INSTRUCTIONS FOR THE TASK: Transcribe the records that follow. Keep every word exactly, and drop the pictures.

»»

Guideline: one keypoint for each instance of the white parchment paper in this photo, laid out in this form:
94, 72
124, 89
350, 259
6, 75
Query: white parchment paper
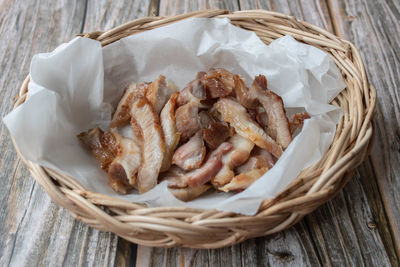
74, 88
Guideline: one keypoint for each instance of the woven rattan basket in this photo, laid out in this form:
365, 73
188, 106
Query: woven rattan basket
179, 226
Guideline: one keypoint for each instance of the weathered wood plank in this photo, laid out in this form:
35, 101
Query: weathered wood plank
104, 15
339, 233
373, 27
33, 230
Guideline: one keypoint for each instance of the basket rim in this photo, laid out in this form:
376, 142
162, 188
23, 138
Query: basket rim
74, 197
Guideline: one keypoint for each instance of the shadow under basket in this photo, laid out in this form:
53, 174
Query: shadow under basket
196, 228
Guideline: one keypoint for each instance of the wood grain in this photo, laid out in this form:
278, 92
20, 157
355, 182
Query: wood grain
373, 26
359, 227
33, 230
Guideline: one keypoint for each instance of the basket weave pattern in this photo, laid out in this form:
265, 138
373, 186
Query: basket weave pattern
179, 226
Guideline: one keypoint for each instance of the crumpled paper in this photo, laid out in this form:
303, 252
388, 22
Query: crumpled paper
73, 89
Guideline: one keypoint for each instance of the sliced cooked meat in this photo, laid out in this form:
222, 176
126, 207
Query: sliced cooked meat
215, 134
189, 193
158, 93
205, 119
236, 157
234, 113
100, 145
243, 94
254, 162
190, 155
175, 176
120, 157
122, 113
117, 179
210, 168
193, 92
278, 125
297, 120
243, 180
126, 163
171, 135
257, 151
218, 83
153, 147
187, 121
260, 116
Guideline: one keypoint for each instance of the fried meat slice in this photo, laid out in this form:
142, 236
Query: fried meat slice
210, 168
297, 120
237, 116
189, 193
171, 135
122, 113
243, 94
153, 146
100, 145
215, 134
278, 125
243, 180
194, 91
190, 155
175, 176
218, 82
236, 157
123, 169
257, 151
159, 92
187, 121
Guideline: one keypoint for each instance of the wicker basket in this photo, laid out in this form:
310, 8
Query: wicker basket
179, 226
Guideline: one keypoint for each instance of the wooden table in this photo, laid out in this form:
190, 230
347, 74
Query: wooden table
360, 226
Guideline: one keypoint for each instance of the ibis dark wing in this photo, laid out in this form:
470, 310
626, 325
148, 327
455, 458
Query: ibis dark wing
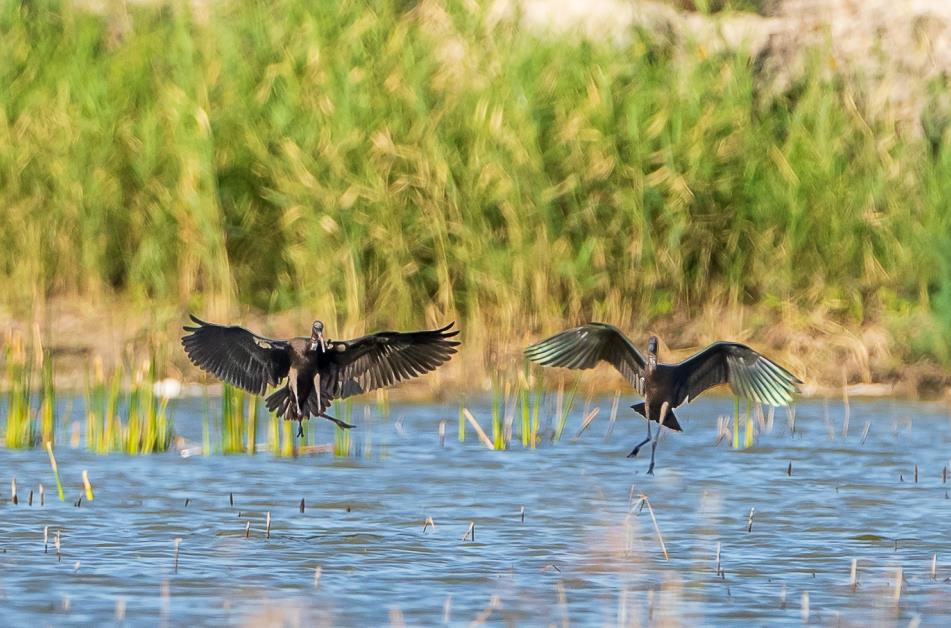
583, 347
749, 374
387, 357
236, 355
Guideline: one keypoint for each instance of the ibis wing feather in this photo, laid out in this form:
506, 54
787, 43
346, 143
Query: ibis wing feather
749, 374
236, 355
583, 347
385, 358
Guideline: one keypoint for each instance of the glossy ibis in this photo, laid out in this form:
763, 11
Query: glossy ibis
318, 370
667, 386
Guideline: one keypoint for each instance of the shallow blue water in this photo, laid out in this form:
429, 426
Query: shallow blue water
586, 552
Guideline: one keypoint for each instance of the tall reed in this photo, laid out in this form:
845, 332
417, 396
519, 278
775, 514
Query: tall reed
520, 177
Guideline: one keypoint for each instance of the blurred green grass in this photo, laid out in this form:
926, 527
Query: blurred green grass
383, 159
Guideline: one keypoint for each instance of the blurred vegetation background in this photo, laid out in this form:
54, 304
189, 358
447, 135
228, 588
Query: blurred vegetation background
396, 163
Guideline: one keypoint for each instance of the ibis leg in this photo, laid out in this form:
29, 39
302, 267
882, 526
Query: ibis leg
643, 442
663, 415
342, 424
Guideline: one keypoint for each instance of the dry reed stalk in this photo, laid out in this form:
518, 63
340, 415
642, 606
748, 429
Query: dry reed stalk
898, 581
447, 609
660, 538
478, 428
845, 405
588, 419
87, 486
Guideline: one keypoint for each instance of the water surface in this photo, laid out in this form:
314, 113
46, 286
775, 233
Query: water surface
587, 551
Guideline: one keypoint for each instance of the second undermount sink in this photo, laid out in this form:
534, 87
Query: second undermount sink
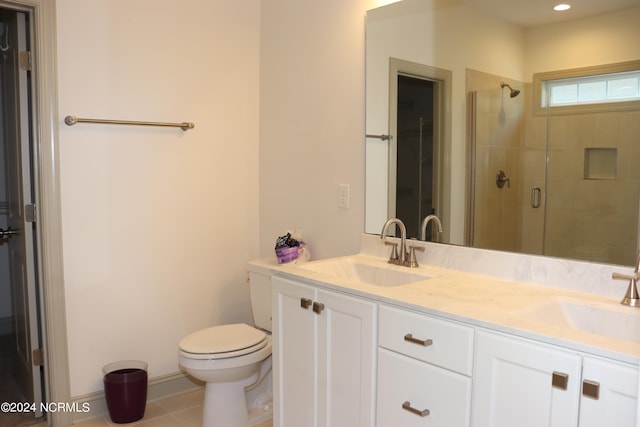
611, 320
355, 270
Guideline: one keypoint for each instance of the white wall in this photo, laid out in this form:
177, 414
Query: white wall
158, 224
586, 42
312, 122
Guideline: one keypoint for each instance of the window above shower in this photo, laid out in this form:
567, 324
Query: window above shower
616, 87
611, 87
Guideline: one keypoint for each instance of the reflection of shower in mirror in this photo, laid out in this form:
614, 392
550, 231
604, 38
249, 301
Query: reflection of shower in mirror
513, 92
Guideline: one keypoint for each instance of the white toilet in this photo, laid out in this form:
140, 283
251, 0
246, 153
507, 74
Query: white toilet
235, 363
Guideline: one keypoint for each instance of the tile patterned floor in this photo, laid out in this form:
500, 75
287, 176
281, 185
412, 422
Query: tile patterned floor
184, 410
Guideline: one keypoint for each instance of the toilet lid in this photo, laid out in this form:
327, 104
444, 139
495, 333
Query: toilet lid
238, 338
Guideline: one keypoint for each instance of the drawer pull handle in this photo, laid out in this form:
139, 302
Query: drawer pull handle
426, 343
318, 307
591, 389
407, 406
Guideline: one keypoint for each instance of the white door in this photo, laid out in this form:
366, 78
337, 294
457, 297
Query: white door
522, 383
16, 141
294, 355
609, 394
346, 360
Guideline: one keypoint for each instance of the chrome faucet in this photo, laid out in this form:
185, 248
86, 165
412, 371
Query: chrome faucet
425, 222
395, 258
631, 298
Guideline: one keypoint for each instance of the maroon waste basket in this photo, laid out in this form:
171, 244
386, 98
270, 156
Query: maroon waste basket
125, 389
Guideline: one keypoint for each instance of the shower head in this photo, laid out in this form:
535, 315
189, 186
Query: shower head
513, 92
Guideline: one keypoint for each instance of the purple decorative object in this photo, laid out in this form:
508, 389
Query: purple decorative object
287, 254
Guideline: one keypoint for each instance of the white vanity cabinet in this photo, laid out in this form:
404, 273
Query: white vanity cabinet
324, 346
424, 369
609, 394
527, 383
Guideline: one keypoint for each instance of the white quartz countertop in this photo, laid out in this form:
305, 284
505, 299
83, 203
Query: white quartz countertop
478, 300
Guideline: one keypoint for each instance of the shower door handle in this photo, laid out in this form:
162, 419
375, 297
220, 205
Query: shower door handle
536, 197
8, 233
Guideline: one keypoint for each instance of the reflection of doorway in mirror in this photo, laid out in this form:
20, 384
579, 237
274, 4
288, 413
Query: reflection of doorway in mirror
418, 113
415, 149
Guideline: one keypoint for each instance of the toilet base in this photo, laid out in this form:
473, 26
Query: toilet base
225, 405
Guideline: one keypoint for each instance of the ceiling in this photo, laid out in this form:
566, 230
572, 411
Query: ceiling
529, 13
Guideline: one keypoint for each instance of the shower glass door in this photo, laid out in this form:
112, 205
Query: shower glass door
571, 181
507, 141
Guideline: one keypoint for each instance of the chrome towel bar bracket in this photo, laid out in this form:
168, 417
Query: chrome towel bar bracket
72, 120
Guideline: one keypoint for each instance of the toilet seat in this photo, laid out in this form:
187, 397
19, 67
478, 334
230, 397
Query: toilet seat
222, 342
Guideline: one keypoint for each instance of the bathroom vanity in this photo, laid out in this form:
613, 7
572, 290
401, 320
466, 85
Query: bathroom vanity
360, 342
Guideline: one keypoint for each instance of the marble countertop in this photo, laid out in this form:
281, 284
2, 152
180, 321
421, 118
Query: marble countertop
481, 301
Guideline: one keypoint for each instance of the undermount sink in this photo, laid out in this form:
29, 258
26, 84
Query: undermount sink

««

FULL RESPONSE:
Guideline: one keypoint for each instance of the white parchment paper in this photo, laid out in this form:
94, 72
124, 89
350, 259
6, 75
Query: white parchment paper
74, 88
Guideline: one keypoint for each instance of the woven rattan basket in this photo, laid out in this form:
365, 73
188, 106
Query: woven rattan basket
179, 226
Guideline: one keypoint for each instance of the weathered wood plank in this photo, laid out in this form:
35, 101
Query: weathered wood plank
104, 15
339, 233
373, 27
33, 230
Guideline: one keypoint for each instance of the basket rim in this photo, laid out in this form:
376, 142
162, 188
23, 138
Query: basket rim
74, 197
Guideline: one keypoint for each instance of the shadow under basket in this photo, laid out in this form:
53, 174
Query: shadow under basket
196, 228
Guideline: one keypoint for each instance of the wood grain in this photo, laid out in this form:
278, 92
20, 157
355, 182
Query: wood grain
373, 26
359, 227
33, 230
Guideline: one keypoint for each instance of the basket weave pattern in this photo, laid out in this form:
265, 138
373, 186
Query: basket weave pattern
179, 226
Guideline: one keypoint for each instance of the crumpled paper in this photo, laid out in this form:
303, 252
388, 22
Query: crumpled paper
73, 89
Guideline: one keypoint for each instance of the sliced cooked meat in this photo, laid out in this form:
222, 176
126, 207
Query: sliced cooked meat
215, 134
189, 193
158, 93
205, 119
236, 157
234, 113
100, 145
243, 94
254, 162
190, 155
175, 176
120, 157
122, 113
117, 179
210, 168
193, 92
278, 125
297, 120
243, 180
126, 163
171, 135
257, 151
218, 83
153, 147
187, 121
260, 116
Guideline: one keypoint for each instance of the fried meat slice in this photo, laid out in this form:
142, 236
Query: fried meat slice
210, 168
297, 120
237, 116
189, 193
171, 135
122, 113
243, 94
153, 146
100, 145
215, 134
278, 125
243, 180
194, 91
190, 155
175, 176
218, 82
236, 157
123, 169
257, 151
159, 92
187, 121
Guideline: one keypoint for each instance of the wicker basket in this photo, laid out in this form:
310, 8
Query: wicker basket
179, 226
Guideline: one keypoint for each instance of the wooden table in this photo, laid out in this form:
190, 230
347, 74
Query: wooden table
360, 226
Guideline: one keypoint for each instance of the ibis dark wing in this photo, laid out in this form:
470, 310
626, 325
148, 327
455, 458
Query: ibis dark wing
583, 347
749, 374
387, 357
236, 355
Guideline: one keypoint for each instance of the ibis wing feather in this photo, laid out in this form:
506, 54
787, 43
346, 143
Query: ibis wing feather
749, 374
236, 355
583, 347
385, 358
Guideline: one keypoint for each instance of the glossy ibis in this photo, laid out in this form:
763, 11
Query: glossy ibis
318, 370
667, 386
Guideline: one keypoint for each instance of the shallow blue water in this photo, laid out in this form:
429, 426
Query: shallow blue water
586, 552
Guideline: one keypoint for each instance of the tall reed in this photo, laid out in this form:
845, 332
417, 396
519, 278
775, 514
Query: tall reed
520, 177
Guideline: one keypoint for each instance of the blurred green grass in this photo, laid out in this form:
926, 527
Query: blurred green grass
383, 159
Guideline: one keypoint for each instance of the blurred vegetation background in this photo, laid out in this form:
54, 304
189, 358
447, 135
228, 588
Query: blurred vegetation background
396, 163
Guideline: one keypoint for each instance of the ibis leg in this photo, laid out in this form:
29, 39
302, 267
882, 526
Query: ibis leg
643, 442
663, 415
342, 424
Guideline: one keypoint for each instance of the dry reed stalk in this photo, laid out in this form:
518, 63
340, 415
642, 606
748, 429
Query: dry reed stalk
898, 581
447, 609
660, 538
478, 428
845, 405
588, 419
87, 486
Guideline: one keypoint for each instance of the water surface in this photo, laid out in this form:
314, 113
46, 286
775, 233
Query: water surface
587, 551
Guideline: one keypoint for each instance of the second undermount sink in this photo, laid out in this form:
534, 87
Query: second undermount sink
611, 320
355, 270
Guideline: one keypoint for each instance of the white wall in this photo, laid out in this form:
177, 414
Query: white wall
158, 224
586, 42
312, 122
Guideline: one keypoint for each instance of the window above shower in this photo, laid out in this form:
567, 324
Query: window above shower
616, 87
611, 87
Guideline: one keypoint for each instance of the reflection of shower in mirror in this photo, laid out in this form:
614, 392
550, 231
604, 38
249, 301
Query: reflection of shower in mirror
513, 92
Guideline: one keypoint for each instance of the white toilet in this photo, laid out in this form:
140, 283
251, 0
246, 153
507, 74
Query: white toilet
235, 363
Guideline: one keypoint for each instance of the tile patterned floor in this photo, laid out in this form:
500, 75
287, 176
281, 185
412, 422
Query: tile patterned floor
184, 410
Guideline: one keypoint for each instance of the toilet lid in this photo, laid out in this form:
327, 104
444, 139
495, 333
Query: toilet lid
238, 338
Guideline: one keypoint for each instance of the drawer pull handle in this photo, laid out in this form:
139, 302
Query: drawer pull handle
426, 343
318, 307
591, 389
407, 406
Guideline: one keypoint for each instance of the white door in this photo, laid out in this form:
366, 78
337, 294
457, 297
Query: white door
522, 383
16, 141
294, 355
609, 394
346, 360
Guideline: one keypoint for each instance of the chrome faucet in this photo, laid out in this form:
185, 248
86, 165
412, 371
Query: chrome faucet
425, 222
395, 258
631, 298
Guideline: one keypoint for each instance of the maroon waste basket in this photo, laid out in this form:
171, 244
386, 98
270, 156
Query: maroon waste basket
125, 389
Guideline: one keypoint for each instance of the shower head in this photo, laid out in this form:
535, 315
189, 186
Query: shower head
513, 92
Guideline: one keypoint for each instance of the purple decorative object in this photo, laid out in this form:
508, 389
Query: purple decorative object
287, 254
Guideline: one keypoint for each instance of the white vanity cabinet in this photo, laid out in this form:
404, 273
Query: white vanity cabinet
324, 346
424, 369
609, 394
527, 383
Guideline: one keypoint for each instance of the white quartz countertop in this photo, laid out in this form:
305, 284
505, 299
83, 203
Query: white quartz countertop
478, 300
Guideline: one keypoint for each instance of the shower door handle in this photo, laid out in this form:
162, 419
375, 297
220, 205
Query: shower door handle
536, 197
8, 233
Guideline: one keypoint for each instance of the reflection of doorway in mirror in this photo, laid out in this form:
20, 384
579, 237
274, 4
288, 413
Query: reflection of doorway in mirror
418, 113
415, 149
Guideline: one keypoint for each instance of the toilet base in this photo, laid out in this form:
473, 26
Query: toilet base
225, 405
Guideline: one keypoint for each instance of the ceiling in this photo, laid out in this form:
566, 230
572, 411
Query: ceiling
529, 13
Guideline: one keypoint for each instance of the shower glass door in this photo, laid out in this form:
112, 205
Query: shower glass door
571, 181
507, 141
Guideline: one keypoint for each instance of the chrome towel bar bracket in this photo, laid out in this form:
168, 417
Query: chrome towel bar bracket
72, 120
Guideline: one keypoint for each instance of the toilet seat in this photo, laid out in this form:
187, 397
19, 67
478, 334
230, 397
Query: toilet seat
222, 342
Guideline: one keypoint for each instance of the bathroom vanity in this photo, laid out in this form:
613, 7
572, 290
401, 320
466, 85
Query: bathroom vanity
360, 342
Guideline: one keypoint for each instance of the marble countertop in this photo, laid out in this form:
281, 284
2, 152
180, 321
421, 118
Query: marble countertop
481, 301
Guideline: one keypoint for each instance of the undermount sink in this photo, laid out in this form:
29, 258
26, 84
Query: undermount sink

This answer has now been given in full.